* _수행할 작업 A_: 본문 뒤에 나오는 행들의 첫 행부터 "(1202, 416)"가 들어 있는 행까지, 양 끝을 포함해 모두 번호 목록으로 바꾸세요. 빈 행은 빼세요.

* _본문_:
▬▬▬

# <B> Training </B>
* Container: codna_pytorch_p39

## AutoReload

In [1]:
%load_ext autoreload
%autoreload 2

## 1. parameter store 설정

In [2]:
import boto3
from utils.ssm import parameter_store

In [3]:
strRegionName=boto3.Session().region_name
pm = parameter_store(strRegionName)
prefix = pm.get_params(key="PREFIX")

## 2.Training-job for preprocessing

In [4]:
import os
import sagemaker
from omegaconf import OmegaConf
from sagemaker.pytorch.estimator import PyTorch
from sagemaker.workflow.execution_variables import ExecutionVariables
from sagemaker.processing import ProcessingInput, ProcessingOutput, FrameworkProcessor

* **Set Up SageMaker Experiment**
    - Create or load [SageMaker Experiment](https://docs.aws.amazon.com/sagemaker/latest/dg/experiments.html) for the example training job. This will create an experiment trial object in SageMaker.

In [5]:
from time import strftime
from smexperiments.trial import Trial
from smexperiments.experiment import Experiment

In [6]:
def create_experiment(experiment_name):
    try:
        sm_experiment = Experiment.load(experiment_name)
    except:
        sm_experiment = Experiment.create(experiment_name=experiment_name)

In [7]:
def create_trial(experiment_name):
    create_date = strftime("%m%d-%H%M%s")
    sm_trial = Trial.create(trial_name=f'{experiment_name}-{create_date}',
                            experiment_name=experiment_name)

    job_name = f'{sm_trial.trial_name}'
    return job_name

* **Configure the training job**

    - Now we configure the training job, by modifying the `config.yaml` file that is stored in our source code directory.
    - We pass relative directory paths for the data based on the SageMaker mount directory on the remote instance.

In [8]:
code_dir = "./code"
config_dir = "./code/conf"
config_path = os.path.join(config_dir, "config.yaml")

* params for training job

In [19]:
# Set to True to enable SageMaker to run locally
local_mode = False


if local_mode:
    instance_type = "local_gpu"
    
    from sagemaker.local import LocalSession
    import os
    
    sagemaker_session = LocalSession()

▬▬▬

* _작업 입력 자료_:

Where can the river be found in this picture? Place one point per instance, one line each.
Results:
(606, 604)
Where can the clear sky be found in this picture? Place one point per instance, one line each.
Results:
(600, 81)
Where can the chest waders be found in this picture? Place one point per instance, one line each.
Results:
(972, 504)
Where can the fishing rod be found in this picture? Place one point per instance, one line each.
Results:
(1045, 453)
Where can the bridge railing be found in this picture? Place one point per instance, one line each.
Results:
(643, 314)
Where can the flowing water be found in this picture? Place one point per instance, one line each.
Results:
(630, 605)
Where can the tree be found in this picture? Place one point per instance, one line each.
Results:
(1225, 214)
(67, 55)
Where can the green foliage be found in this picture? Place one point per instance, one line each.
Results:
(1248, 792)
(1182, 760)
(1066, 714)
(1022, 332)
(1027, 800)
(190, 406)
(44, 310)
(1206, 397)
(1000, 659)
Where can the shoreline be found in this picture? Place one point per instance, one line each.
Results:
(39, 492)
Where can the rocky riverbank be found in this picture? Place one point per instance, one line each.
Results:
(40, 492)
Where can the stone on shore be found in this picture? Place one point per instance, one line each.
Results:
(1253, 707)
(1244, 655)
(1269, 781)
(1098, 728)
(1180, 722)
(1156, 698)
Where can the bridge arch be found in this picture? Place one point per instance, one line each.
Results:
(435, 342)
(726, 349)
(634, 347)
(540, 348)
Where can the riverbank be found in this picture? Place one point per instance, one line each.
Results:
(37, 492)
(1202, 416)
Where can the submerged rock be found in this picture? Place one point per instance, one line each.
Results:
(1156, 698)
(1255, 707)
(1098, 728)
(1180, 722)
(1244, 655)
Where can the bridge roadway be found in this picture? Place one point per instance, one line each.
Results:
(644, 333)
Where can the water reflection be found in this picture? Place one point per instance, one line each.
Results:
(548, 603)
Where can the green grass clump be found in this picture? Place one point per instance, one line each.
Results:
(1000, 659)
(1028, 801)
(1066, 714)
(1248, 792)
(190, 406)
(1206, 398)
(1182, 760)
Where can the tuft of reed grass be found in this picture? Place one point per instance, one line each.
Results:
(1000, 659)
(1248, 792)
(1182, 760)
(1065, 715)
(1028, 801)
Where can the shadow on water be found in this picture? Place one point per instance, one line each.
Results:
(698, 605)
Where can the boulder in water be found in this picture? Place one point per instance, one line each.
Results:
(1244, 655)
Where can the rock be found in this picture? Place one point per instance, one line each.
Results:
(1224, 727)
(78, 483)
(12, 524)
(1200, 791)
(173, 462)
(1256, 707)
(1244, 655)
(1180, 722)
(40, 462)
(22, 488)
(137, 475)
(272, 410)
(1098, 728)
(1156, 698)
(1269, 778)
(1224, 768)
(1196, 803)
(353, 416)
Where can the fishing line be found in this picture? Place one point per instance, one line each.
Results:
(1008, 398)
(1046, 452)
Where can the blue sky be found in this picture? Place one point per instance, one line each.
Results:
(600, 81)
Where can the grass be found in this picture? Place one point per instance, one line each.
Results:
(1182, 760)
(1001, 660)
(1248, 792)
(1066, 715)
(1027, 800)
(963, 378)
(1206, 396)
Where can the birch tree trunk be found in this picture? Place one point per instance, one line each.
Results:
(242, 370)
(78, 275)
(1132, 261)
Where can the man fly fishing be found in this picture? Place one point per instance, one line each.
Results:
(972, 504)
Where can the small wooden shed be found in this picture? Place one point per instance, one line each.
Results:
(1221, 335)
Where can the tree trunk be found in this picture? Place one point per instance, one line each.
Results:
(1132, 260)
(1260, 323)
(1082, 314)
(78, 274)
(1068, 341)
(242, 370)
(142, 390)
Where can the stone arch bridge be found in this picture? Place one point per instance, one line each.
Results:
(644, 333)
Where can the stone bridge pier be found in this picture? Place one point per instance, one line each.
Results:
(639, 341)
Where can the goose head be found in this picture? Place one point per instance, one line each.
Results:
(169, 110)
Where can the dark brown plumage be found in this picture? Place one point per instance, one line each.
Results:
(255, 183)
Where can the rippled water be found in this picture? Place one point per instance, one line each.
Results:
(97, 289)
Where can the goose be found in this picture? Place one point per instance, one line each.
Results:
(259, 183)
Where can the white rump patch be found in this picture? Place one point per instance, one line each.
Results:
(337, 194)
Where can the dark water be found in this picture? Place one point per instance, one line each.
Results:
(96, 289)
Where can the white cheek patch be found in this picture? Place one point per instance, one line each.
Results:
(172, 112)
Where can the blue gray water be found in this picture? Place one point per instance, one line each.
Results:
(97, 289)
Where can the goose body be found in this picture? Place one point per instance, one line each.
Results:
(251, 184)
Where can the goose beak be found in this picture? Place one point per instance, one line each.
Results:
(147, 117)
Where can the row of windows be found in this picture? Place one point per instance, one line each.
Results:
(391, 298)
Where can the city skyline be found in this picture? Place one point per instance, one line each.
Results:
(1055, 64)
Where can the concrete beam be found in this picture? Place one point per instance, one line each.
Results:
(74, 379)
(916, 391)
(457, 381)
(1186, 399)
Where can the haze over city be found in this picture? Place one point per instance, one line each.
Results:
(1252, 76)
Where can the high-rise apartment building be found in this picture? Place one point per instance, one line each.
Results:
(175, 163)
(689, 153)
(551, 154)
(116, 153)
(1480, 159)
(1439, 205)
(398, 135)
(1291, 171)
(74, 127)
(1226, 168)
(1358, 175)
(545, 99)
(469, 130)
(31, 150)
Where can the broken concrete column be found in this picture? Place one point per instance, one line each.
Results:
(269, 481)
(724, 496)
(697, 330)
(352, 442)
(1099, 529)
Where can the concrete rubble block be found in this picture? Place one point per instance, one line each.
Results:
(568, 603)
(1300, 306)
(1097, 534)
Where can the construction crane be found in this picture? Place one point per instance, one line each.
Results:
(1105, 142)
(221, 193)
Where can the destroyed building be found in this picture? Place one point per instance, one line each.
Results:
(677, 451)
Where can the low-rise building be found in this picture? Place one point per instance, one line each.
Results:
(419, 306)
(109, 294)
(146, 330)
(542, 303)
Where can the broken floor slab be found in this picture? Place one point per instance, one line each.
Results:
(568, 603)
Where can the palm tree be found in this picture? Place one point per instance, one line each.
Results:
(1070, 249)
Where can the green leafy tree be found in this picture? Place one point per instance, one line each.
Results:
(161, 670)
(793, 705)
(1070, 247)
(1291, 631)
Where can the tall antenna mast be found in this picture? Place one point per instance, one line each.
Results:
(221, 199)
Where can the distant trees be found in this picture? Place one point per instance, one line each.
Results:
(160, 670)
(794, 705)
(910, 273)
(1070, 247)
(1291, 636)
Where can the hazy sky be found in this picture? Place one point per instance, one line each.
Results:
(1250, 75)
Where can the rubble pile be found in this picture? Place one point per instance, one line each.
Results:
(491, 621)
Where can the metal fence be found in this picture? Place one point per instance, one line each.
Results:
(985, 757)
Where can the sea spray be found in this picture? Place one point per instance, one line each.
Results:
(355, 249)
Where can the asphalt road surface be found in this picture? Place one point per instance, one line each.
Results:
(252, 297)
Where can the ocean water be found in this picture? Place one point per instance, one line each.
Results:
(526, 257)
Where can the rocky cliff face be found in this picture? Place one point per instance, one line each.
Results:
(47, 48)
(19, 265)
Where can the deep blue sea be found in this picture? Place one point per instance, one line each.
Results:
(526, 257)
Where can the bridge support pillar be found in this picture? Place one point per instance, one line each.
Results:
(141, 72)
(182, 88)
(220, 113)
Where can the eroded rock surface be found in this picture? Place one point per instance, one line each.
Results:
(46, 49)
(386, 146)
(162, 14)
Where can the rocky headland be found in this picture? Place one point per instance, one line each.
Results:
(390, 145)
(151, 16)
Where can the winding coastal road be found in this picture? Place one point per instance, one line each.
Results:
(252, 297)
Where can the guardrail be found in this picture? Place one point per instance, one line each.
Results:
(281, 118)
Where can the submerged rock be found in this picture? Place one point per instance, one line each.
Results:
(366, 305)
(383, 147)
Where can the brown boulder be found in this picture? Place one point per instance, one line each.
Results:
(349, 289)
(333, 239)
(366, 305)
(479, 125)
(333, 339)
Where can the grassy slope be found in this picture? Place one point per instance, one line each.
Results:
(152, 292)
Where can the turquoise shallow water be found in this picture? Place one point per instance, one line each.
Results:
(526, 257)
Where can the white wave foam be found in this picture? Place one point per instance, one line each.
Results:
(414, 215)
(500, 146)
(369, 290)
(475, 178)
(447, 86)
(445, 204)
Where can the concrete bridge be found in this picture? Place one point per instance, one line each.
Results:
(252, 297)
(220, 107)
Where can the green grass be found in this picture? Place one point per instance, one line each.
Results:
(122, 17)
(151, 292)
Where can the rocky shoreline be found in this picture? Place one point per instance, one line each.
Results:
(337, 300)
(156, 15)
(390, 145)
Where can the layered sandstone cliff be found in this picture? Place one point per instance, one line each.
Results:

▬▬▬

* _수행할 작업 B_: 위 본문에서 "Configure the training job"으로 시작하는 단락을 핵심 사실은 살리고 더 짧게 다시 쓰세요.

* _완성된 답변 A_:
1. Where can the river be found in this picture? Place one point per instance, one line each.
2. Results:
3. (606, 604)
4. Where can the clear sky be found in this picture? Place one point per instance, one line each.
5. Results:
6. (600, 81)
7. Where can the chest waders be found in this picture? Place one point per instance, one line each.
8. Results:
9. (972, 504)
10. Where can the fishing rod be found in this picture? Place one point per instance, one line each.
11. Results:
12. (1045, 453)
13. Where can the bridge railing be found in this picture? Place one point per instance, one line each.
14. Results:
15. (643, 314)
16. Where can the flowing water be found in this picture? Place one point per instance, one line each.
17. Results:
18. (630, 605)
19. Where can the tree be found in this picture? Place one point per instance, one line each.
20. Results:
21. (1225, 214)
22. (67, 55)
23. Where can the green foliage be found in this picture? Place one point per instance, one line each.
24. Results:
25. (1248, 792)
26. (1182, 760)
27. (1066, 714)
28. (1022, 332)
29. (1027, 800)
30. (190, 406)
31. (44, 310)
32. (1206, 397)
33. (1000, 659)
34. Where can the shoreline be found in this picture? Place one point per instance, one line each.
35. Results:
36. (39, 492)
37. Where can the rocky riverbank be found in this picture? Place one point per instance, one line each.
38. Results:
39. (40, 492)
40. Where can the stone on shore be found in this picture? Place one point per instance, one line each.
41. Results:
42. (1253, 707)
43. (1244, 655)
44. (1269, 781)
45. (1098, 728)
46. (1180, 722)
47. (1156, 698)
48. Where can the bridge arch be found in this picture? Place one point per instance, one line each.
49. Results:
50. (435, 342)
51. (726, 349)
52. (634, 347)
53. (540, 348)
54. Where can the riverbank be found in this picture? Place one point per instance, one line each.
55. Results:
56. (37, 492)
57. (1202, 416)

* _완성된 답변 B_: 학습 작업은 소스 코드 디렉터리에 저장된 `config.yaml` 파일을 수정하여 구성합니다. 데이터 경로는 원격 인스턴스의 SageMaker 마운트 디렉터리를 기준으로 한 상대 경로로 전달합니다.